Un jour, il y a longtemps, elle s’est mise à chercher. Obscurément chercher. Au début elle voulait être comédienne, elle pensait que c’était ça pour sa vie : dire les mots des autres, leurs couleurs, leurs sentiments, puis non, elle a doucement arrêté, la réalité de l’actrice s’est effacée, elle a compris sans le comprendre, en ressentant plutôt, que sa recherche allait se faire ailleurs, autrement. C’est ainsi que Nathalie, mon amie du cours Florent, est devenue Vittoretti, un artiste peintre, dessinateur, plasticien. Vittoretti c’est un « il », c’est une « elle ». Une île, une aile. C’est neutre pour mieux embrasser.
######
Relevez dans l'extrait tous les termes qui désignent ce que Nathalie est devenue sous le nom de Vittoretti.

== LIGNES ENREGISTRÉES ==
######
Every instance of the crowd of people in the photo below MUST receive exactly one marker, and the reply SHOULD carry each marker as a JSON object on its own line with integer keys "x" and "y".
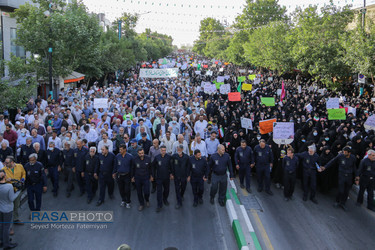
{"x": 157, "y": 130}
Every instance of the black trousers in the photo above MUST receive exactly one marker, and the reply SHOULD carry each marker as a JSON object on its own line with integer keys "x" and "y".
{"x": 289, "y": 183}
{"x": 124, "y": 186}
{"x": 345, "y": 184}
{"x": 366, "y": 183}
######
== RÉPONSE ATTENDUE ==
artiste peintre, dessinateur, plasticien